Problem to solve
The lines to return run from the one containing "pin: the dark plumage" through the end of the material; give them exactly and leave out the pictures.

Information shown
★ ★ ★ ★ ★
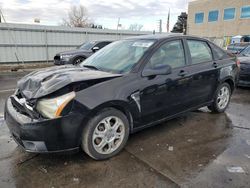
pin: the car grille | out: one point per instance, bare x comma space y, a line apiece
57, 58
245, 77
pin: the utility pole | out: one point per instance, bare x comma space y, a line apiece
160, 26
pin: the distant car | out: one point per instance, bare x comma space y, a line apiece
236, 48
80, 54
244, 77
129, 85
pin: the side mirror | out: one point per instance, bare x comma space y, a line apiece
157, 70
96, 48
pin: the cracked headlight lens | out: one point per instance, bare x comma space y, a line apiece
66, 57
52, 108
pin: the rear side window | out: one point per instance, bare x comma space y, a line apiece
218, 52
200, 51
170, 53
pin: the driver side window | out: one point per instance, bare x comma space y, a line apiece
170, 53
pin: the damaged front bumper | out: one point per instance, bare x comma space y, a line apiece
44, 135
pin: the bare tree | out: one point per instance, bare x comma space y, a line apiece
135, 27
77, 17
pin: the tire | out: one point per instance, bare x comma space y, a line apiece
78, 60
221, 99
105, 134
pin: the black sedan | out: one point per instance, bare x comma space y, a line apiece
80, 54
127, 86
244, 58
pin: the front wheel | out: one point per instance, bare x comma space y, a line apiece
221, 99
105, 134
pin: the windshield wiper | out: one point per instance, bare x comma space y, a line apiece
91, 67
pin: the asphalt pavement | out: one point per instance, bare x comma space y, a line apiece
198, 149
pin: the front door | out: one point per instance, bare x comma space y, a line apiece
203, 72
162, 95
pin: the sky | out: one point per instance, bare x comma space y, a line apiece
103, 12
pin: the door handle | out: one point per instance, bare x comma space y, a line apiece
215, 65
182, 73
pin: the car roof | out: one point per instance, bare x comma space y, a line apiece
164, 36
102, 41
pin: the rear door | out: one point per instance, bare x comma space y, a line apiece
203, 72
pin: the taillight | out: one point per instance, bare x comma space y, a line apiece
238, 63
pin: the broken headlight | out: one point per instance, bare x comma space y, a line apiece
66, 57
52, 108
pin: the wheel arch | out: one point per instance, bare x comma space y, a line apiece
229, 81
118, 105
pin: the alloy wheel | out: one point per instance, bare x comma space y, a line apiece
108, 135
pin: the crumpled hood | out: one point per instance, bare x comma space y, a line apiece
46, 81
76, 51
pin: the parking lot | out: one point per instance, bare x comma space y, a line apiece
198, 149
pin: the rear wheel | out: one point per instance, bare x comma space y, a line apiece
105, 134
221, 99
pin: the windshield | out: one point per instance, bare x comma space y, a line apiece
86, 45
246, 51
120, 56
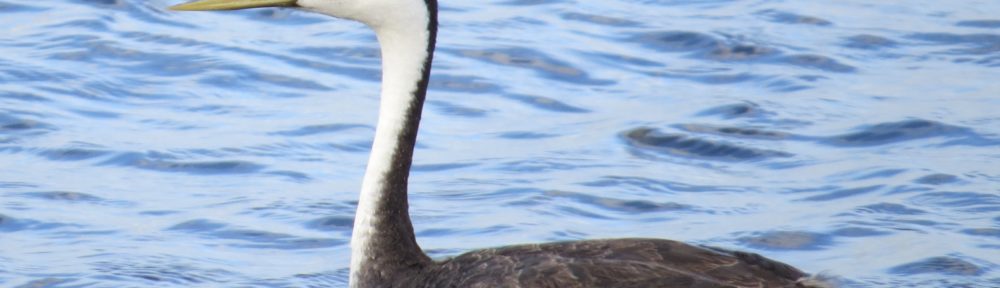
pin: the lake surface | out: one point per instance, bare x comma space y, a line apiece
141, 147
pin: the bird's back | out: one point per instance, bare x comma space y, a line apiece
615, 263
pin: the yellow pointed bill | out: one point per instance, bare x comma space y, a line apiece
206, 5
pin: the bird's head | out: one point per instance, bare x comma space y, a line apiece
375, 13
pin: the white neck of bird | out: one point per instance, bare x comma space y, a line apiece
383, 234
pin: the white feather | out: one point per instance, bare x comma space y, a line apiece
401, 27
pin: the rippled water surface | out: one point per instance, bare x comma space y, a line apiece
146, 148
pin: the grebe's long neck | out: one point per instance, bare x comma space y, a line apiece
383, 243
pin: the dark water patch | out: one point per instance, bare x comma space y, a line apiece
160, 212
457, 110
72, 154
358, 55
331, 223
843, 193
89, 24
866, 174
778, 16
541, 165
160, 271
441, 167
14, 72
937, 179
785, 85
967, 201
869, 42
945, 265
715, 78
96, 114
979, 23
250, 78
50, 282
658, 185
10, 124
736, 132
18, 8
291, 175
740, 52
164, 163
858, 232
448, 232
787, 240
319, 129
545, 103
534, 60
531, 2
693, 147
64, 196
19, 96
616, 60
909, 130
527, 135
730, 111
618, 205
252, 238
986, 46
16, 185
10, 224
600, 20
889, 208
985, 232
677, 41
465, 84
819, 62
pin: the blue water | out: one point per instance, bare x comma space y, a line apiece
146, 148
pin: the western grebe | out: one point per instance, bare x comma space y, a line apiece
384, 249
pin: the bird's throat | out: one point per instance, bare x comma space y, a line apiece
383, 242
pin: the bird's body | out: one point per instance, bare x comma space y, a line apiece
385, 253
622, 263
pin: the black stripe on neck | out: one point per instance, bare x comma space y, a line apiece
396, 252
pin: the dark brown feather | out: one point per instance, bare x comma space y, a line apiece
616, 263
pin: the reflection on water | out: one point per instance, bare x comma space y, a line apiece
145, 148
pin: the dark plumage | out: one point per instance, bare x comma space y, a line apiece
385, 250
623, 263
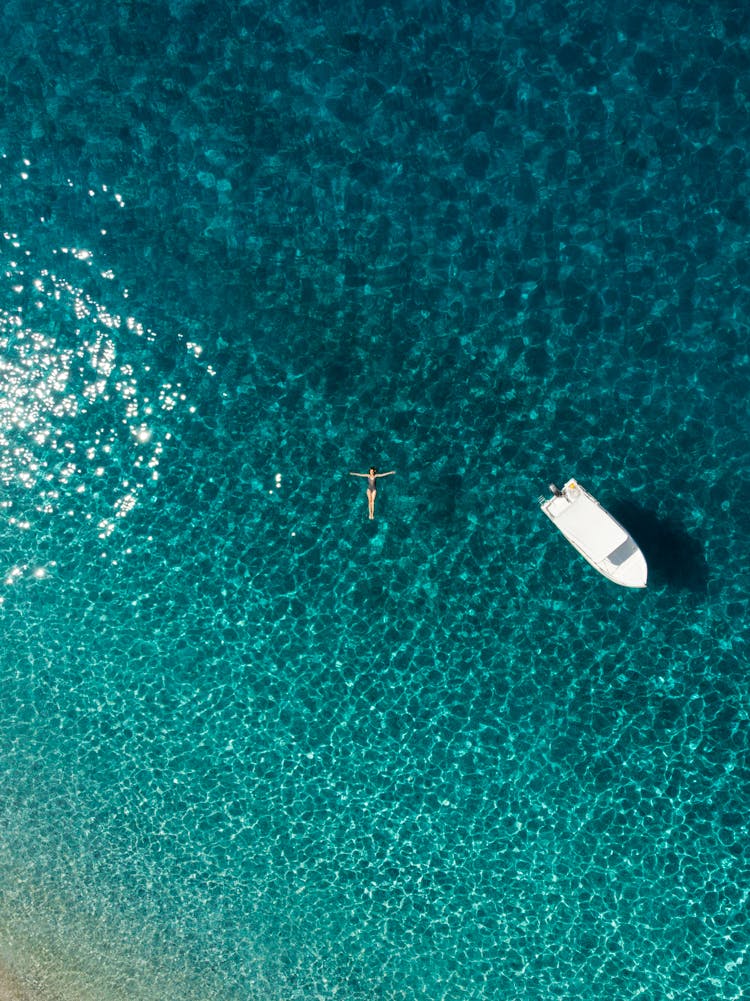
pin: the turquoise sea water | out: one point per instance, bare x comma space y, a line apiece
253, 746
★ ★ ★ ★ ★
Worked solution
pin: the dark plumage | out: one point per instance, bare x comma space y, a line apiece
385, 250
623, 263
pin: the turquoise sea water | out: one point per instance, bare x comma space y, a line apiece
253, 746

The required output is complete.